Document text.
·····

Reading this book at the end of 2016, every type of gentrification and displacement Solnit describes is still happening (presumably fewer/different places, 14 years later). Helped me to understand what has been lost (I have arrived too late to appreciate some unique San Francisco things that are now harder to see), become familiar with some local artists and SF history. I really enjoyed the mixture of prose and photography.
At first, I thought this book was going to be a whiny diatribe about how artists are some of the victims of gentrification. Although the book did share a number of complaints, it emphasized what we lose with gentrification. Gentrification isn't just about race and poverty; it's about vitality of thought. Creativity matters. It prevents environments from being sterile. I do not know a lot about San Francisco, but I do feel the city is falling off the map on the arts front. The "brand" of SF is that it's artsy and diverse, but when will the brand wear off? (A quick look at Census figures will really tell you something...)

·····

What to work on. Write the next part of the reader reviews of the book on gentrification in San Francisco, beginning after the final sentence given.

Coordinate labeling data

·····

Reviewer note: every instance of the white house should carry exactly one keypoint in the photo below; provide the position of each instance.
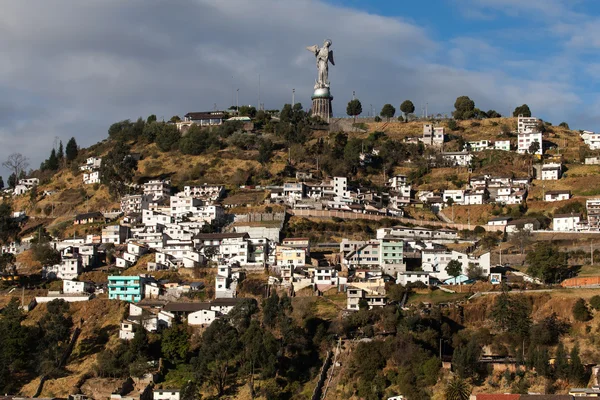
(527, 124)
(551, 171)
(70, 286)
(457, 196)
(462, 159)
(525, 141)
(166, 394)
(557, 195)
(503, 145)
(92, 177)
(566, 222)
(157, 189)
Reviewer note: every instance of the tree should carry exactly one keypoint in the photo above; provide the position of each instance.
(388, 111)
(457, 389)
(9, 228)
(580, 311)
(354, 108)
(265, 151)
(71, 149)
(52, 161)
(522, 110)
(534, 147)
(454, 268)
(595, 302)
(175, 343)
(16, 163)
(168, 138)
(464, 108)
(407, 107)
(546, 262)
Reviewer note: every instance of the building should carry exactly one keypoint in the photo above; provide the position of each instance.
(462, 159)
(477, 145)
(135, 203)
(525, 141)
(433, 136)
(503, 145)
(91, 164)
(557, 195)
(566, 222)
(90, 178)
(166, 394)
(527, 124)
(89, 218)
(116, 234)
(127, 288)
(70, 286)
(551, 171)
(593, 212)
(204, 118)
(157, 189)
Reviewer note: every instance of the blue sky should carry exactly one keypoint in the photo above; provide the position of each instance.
(78, 66)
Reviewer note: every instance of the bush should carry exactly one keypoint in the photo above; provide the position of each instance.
(581, 312)
(452, 125)
(595, 302)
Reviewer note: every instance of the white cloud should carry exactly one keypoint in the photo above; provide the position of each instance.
(72, 68)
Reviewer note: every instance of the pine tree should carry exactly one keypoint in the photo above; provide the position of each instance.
(61, 153)
(71, 149)
(52, 163)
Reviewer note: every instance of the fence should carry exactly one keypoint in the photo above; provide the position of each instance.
(373, 217)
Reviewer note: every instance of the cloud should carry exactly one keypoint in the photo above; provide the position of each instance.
(72, 68)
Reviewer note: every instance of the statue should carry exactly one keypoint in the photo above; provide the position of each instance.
(324, 56)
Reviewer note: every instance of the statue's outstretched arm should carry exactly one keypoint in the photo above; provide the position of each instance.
(314, 48)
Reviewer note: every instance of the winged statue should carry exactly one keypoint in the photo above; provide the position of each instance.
(324, 56)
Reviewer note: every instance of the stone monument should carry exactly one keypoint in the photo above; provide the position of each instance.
(322, 95)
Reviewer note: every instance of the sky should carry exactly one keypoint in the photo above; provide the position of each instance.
(70, 68)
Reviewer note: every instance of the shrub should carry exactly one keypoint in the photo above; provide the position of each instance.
(581, 312)
(595, 302)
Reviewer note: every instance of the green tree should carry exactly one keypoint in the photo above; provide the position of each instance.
(454, 268)
(580, 311)
(457, 389)
(168, 138)
(388, 111)
(546, 262)
(265, 151)
(464, 108)
(595, 302)
(522, 110)
(52, 161)
(71, 150)
(577, 373)
(175, 343)
(407, 107)
(9, 228)
(534, 147)
(354, 108)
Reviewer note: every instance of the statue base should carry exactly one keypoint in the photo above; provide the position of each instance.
(322, 103)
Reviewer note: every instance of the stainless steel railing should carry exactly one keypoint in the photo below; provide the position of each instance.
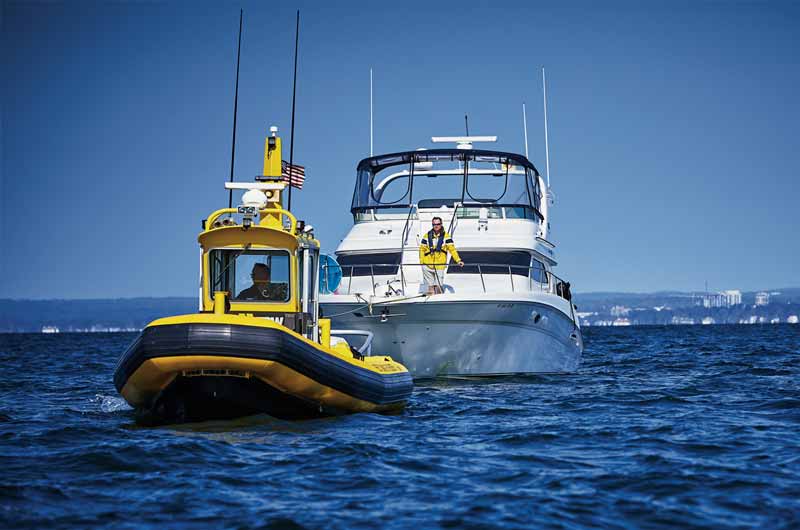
(535, 278)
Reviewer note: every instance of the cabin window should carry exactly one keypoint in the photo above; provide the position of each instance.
(376, 264)
(493, 263)
(251, 275)
(538, 271)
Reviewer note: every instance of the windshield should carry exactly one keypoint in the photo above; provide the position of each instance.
(251, 275)
(436, 178)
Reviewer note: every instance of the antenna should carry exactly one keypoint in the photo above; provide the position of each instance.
(525, 128)
(235, 105)
(370, 112)
(294, 94)
(546, 145)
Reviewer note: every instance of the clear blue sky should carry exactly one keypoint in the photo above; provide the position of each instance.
(673, 129)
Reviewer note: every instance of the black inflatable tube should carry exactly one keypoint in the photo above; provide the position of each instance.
(269, 344)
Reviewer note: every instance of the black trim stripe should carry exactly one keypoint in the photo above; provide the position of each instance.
(269, 344)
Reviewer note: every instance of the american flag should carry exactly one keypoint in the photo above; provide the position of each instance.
(293, 174)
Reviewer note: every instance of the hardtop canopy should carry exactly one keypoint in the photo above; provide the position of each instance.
(383, 182)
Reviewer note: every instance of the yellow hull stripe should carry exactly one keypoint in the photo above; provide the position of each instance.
(154, 375)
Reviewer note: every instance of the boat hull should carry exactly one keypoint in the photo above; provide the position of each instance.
(468, 338)
(202, 370)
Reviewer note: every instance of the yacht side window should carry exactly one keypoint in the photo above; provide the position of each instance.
(374, 264)
(493, 263)
(538, 271)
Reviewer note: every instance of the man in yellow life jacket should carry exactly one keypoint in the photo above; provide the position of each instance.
(433, 255)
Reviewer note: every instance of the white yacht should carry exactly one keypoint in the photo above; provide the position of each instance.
(503, 312)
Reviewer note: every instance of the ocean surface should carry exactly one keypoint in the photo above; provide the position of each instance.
(662, 427)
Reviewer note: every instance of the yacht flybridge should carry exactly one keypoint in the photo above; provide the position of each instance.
(503, 312)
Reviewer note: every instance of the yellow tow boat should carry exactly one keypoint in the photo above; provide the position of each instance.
(258, 344)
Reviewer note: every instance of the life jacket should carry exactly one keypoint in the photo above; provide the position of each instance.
(439, 243)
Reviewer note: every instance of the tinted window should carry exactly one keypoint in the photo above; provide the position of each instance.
(384, 263)
(253, 275)
(493, 263)
(538, 272)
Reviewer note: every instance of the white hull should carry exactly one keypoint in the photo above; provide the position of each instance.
(448, 335)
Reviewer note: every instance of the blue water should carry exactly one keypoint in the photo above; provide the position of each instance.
(676, 427)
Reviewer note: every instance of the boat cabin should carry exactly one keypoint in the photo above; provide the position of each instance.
(494, 204)
(258, 259)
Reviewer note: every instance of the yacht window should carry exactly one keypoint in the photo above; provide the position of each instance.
(252, 275)
(538, 271)
(492, 263)
(377, 264)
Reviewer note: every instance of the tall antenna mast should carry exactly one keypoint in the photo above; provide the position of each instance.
(525, 128)
(294, 94)
(235, 105)
(370, 112)
(546, 145)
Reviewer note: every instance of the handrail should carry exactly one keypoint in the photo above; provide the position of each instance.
(551, 284)
(222, 211)
(366, 347)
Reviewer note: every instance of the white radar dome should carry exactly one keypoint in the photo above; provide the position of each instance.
(254, 198)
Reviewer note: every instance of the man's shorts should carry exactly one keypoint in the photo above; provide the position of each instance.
(433, 277)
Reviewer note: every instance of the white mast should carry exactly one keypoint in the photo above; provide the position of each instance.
(546, 145)
(525, 129)
(370, 112)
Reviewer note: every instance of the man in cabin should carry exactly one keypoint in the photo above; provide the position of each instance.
(263, 288)
(433, 255)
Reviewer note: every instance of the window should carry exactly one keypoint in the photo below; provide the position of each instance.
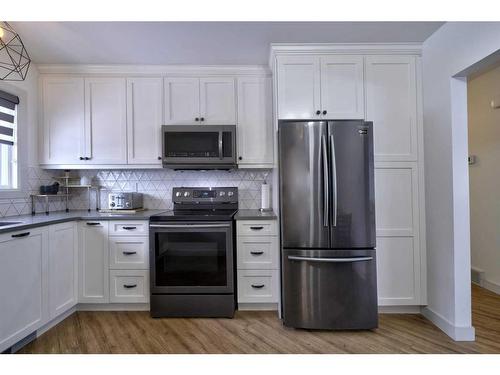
(8, 141)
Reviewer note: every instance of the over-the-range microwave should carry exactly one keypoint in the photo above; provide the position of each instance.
(199, 146)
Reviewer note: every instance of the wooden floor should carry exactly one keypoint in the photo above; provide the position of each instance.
(262, 332)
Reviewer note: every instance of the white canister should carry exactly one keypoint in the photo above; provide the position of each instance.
(265, 197)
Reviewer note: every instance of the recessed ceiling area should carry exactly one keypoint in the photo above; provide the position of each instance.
(197, 42)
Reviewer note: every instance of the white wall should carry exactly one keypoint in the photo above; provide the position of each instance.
(453, 48)
(484, 142)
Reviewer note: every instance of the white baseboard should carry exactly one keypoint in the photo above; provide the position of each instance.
(491, 286)
(403, 309)
(112, 307)
(55, 321)
(455, 332)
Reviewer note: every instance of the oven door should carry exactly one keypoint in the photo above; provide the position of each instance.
(191, 258)
(199, 146)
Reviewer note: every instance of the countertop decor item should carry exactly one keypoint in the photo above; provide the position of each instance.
(14, 59)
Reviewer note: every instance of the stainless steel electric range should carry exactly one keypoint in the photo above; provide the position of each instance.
(192, 254)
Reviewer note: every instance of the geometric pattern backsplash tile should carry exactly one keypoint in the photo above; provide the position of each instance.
(156, 185)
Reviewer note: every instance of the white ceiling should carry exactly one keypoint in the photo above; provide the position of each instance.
(197, 42)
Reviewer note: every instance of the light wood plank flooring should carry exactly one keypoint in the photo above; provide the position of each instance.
(262, 332)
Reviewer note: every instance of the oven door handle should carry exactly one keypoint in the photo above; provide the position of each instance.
(190, 225)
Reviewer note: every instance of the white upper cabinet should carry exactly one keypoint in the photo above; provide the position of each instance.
(255, 130)
(342, 89)
(105, 120)
(320, 87)
(62, 120)
(63, 263)
(217, 101)
(391, 99)
(298, 87)
(182, 101)
(198, 101)
(144, 120)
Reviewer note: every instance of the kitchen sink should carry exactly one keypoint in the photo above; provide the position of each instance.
(6, 223)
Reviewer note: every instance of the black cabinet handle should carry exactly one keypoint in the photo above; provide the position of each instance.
(129, 252)
(20, 235)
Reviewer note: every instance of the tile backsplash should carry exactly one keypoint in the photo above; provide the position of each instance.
(156, 185)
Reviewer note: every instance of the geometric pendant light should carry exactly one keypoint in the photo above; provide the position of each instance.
(14, 59)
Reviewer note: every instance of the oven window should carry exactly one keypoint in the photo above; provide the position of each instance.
(191, 144)
(190, 259)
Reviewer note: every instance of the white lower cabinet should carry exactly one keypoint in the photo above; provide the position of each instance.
(93, 262)
(63, 267)
(23, 284)
(257, 259)
(129, 286)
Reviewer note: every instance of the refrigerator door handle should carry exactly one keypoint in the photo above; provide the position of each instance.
(330, 260)
(326, 182)
(334, 180)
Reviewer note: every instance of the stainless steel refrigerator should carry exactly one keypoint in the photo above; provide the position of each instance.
(327, 224)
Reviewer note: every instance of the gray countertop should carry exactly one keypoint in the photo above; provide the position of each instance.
(255, 215)
(39, 220)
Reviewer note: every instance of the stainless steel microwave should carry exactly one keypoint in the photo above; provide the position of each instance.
(199, 146)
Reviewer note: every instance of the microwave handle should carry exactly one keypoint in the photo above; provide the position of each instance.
(220, 145)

·····

Exercise result.
The issue of gentrification in San Francisco is an ongoing topic and one that requires quite a bit of balancing a wide variety of interests. But I honestly believe that this author does not have a realistic nor a healthy attitude towards gentrification. As oppressive as increasing rents can be, even more oppressive are others who think they can tell everyone else how much less they think they *should* pay for rents, all the while completely ignoring any and all economic, business, and political considerations.
This is a really incredible book. If you love cities, you should read it. If you ponder the role artists have or don't have in gentrification, you should read it. If you wonder how government policy, sometimes even at the federal level, creates local neighborhood wars, you should read it. If you're interested in materialist critiques of art, you should read it. If you live in San Francisco, you must read it. It is the history of how San Francisco got to be a bohemian mecca, and how the destruction of the bohemian mecca in the two tech booms actually began a long time ago.